BEGIN Data for this task

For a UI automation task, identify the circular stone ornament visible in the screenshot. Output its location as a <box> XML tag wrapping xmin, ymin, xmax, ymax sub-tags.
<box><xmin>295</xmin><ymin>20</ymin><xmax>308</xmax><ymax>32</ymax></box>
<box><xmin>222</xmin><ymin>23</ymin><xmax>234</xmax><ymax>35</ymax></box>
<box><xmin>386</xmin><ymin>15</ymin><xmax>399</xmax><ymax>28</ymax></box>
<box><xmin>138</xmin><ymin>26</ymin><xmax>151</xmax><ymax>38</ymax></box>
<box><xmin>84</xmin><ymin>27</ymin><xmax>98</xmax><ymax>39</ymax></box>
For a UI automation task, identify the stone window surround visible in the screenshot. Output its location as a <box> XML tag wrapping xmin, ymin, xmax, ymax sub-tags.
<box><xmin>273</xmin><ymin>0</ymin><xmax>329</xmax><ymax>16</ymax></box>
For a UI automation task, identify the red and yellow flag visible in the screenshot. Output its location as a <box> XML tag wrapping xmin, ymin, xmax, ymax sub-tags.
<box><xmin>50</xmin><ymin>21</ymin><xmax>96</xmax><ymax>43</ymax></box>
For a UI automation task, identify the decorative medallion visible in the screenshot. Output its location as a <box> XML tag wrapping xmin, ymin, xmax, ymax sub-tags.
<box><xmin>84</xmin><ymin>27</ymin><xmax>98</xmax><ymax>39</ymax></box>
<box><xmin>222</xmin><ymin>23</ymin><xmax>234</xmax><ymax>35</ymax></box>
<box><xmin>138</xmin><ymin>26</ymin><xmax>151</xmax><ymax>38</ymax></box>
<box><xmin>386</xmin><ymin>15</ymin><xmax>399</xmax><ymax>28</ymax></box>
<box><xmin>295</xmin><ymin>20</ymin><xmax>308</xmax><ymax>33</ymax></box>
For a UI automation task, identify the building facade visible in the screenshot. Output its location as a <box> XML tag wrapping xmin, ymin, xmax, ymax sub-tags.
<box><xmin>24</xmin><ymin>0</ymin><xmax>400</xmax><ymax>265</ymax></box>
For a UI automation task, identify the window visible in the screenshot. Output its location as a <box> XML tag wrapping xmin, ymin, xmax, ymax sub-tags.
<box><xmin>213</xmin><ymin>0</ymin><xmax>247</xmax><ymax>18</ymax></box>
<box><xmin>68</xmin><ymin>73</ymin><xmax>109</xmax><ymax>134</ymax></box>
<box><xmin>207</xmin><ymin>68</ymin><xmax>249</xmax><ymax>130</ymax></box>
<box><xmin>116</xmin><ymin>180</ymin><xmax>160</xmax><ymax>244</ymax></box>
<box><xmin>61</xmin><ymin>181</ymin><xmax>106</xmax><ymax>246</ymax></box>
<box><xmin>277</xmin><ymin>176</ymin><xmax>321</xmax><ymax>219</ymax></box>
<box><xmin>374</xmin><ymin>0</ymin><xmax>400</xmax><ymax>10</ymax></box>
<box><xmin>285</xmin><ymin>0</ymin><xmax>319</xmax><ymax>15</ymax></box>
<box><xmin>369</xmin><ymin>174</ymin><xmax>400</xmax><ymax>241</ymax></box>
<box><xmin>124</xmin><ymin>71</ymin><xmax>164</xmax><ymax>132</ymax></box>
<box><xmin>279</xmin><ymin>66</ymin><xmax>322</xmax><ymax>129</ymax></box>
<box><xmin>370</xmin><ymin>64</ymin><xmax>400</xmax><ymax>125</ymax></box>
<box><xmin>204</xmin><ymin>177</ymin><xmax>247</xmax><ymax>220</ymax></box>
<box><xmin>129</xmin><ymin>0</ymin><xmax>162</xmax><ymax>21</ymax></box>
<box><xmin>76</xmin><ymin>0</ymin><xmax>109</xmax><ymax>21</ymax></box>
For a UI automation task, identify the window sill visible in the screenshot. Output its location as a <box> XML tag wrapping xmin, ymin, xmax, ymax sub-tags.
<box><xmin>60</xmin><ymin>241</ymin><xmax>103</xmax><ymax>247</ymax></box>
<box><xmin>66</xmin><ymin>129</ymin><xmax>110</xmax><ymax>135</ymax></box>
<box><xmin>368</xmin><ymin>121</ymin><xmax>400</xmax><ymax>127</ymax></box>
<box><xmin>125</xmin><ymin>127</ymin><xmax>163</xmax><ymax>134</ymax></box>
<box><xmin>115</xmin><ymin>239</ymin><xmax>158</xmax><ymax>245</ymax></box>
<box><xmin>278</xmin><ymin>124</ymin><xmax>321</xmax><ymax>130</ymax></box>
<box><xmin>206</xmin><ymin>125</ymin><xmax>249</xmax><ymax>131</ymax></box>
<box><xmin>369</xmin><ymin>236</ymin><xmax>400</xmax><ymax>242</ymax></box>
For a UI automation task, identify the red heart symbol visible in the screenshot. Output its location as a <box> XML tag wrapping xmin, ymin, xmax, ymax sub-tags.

END Data for this task

_Work instructions_. Retype exactly, please, only the lines of the entries that run from the one containing "For a UI automation task, identify the window sill" to the last.

_Solution for this problem_.
For a UI automation task, identify the window sill visible in the screenshot. Output its location as a <box> XML tag wrapping xmin, ymin, xmax, ymax sub-tags.
<box><xmin>60</xmin><ymin>241</ymin><xmax>103</xmax><ymax>247</ymax></box>
<box><xmin>66</xmin><ymin>129</ymin><xmax>110</xmax><ymax>135</ymax></box>
<box><xmin>368</xmin><ymin>121</ymin><xmax>400</xmax><ymax>127</ymax></box>
<box><xmin>125</xmin><ymin>127</ymin><xmax>163</xmax><ymax>134</ymax></box>
<box><xmin>115</xmin><ymin>239</ymin><xmax>158</xmax><ymax>245</ymax></box>
<box><xmin>278</xmin><ymin>124</ymin><xmax>321</xmax><ymax>130</ymax></box>
<box><xmin>206</xmin><ymin>125</ymin><xmax>249</xmax><ymax>131</ymax></box>
<box><xmin>369</xmin><ymin>236</ymin><xmax>400</xmax><ymax>242</ymax></box>
For a UI automation task, identify the red heart symbol visible in the screenshot. Output its location as a <box> XML tag wrapping xmin, ymin, xmax, ymax sub-tags.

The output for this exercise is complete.